(Saved entries)
________________

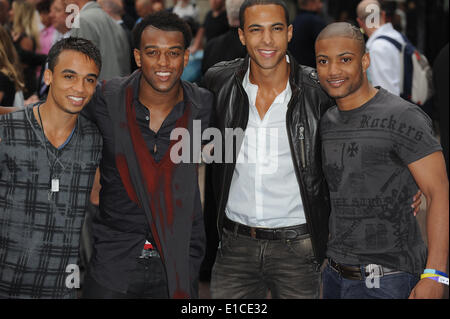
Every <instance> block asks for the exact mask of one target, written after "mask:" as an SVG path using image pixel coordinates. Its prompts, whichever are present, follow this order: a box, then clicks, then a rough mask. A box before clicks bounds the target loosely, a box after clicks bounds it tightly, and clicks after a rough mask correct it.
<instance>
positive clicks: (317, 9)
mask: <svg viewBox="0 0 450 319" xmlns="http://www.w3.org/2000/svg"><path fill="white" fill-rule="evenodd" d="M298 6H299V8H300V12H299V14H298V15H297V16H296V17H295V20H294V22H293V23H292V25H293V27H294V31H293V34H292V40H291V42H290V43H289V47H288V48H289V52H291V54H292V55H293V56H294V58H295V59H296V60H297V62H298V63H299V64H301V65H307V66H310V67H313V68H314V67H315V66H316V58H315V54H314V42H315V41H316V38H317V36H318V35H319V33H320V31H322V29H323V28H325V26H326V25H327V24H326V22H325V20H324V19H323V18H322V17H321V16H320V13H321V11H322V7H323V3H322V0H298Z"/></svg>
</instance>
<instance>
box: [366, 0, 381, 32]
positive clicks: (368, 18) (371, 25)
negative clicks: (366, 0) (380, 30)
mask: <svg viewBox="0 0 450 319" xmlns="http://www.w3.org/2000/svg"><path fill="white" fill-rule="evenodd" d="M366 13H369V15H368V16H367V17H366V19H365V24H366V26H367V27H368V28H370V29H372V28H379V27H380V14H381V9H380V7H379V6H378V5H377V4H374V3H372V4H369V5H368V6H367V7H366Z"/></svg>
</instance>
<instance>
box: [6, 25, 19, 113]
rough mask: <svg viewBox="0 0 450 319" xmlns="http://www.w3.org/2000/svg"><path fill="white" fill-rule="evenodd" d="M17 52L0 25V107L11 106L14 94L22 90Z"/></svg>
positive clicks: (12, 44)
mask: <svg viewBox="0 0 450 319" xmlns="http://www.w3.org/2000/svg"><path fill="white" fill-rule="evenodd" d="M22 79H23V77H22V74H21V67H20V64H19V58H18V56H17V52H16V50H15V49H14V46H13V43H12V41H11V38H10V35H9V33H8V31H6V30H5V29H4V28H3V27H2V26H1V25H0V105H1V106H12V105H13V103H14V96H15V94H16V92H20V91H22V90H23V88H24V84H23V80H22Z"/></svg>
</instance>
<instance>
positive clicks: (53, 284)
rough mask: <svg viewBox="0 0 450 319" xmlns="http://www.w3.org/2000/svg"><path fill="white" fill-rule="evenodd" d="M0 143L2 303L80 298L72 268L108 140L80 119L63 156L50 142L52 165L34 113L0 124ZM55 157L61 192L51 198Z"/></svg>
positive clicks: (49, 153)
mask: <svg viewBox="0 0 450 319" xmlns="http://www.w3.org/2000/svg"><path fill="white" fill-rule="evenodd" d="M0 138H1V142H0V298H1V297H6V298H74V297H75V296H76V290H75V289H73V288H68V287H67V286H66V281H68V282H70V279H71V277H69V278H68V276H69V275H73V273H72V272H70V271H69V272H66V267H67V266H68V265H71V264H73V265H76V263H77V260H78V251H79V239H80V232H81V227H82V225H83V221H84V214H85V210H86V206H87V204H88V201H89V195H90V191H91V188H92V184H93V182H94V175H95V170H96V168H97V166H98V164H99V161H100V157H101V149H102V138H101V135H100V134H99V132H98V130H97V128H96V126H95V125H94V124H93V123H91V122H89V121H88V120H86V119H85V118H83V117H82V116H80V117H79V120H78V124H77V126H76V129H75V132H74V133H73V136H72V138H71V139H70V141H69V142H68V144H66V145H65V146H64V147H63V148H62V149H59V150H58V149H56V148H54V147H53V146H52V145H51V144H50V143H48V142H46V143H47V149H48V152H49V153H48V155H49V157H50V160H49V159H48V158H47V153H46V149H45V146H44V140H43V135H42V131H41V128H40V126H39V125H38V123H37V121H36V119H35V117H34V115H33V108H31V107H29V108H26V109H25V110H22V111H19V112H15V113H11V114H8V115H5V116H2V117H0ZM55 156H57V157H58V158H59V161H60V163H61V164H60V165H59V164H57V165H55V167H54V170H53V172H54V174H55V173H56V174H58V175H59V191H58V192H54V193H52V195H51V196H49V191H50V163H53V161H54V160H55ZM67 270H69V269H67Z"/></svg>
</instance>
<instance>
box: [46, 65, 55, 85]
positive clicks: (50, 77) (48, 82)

________________

- **PROBLEM TO WORK ON**: How many lines of the rows above contain the word "clicks"? Reply with the number only.

- **ANSWER BELOW**: 8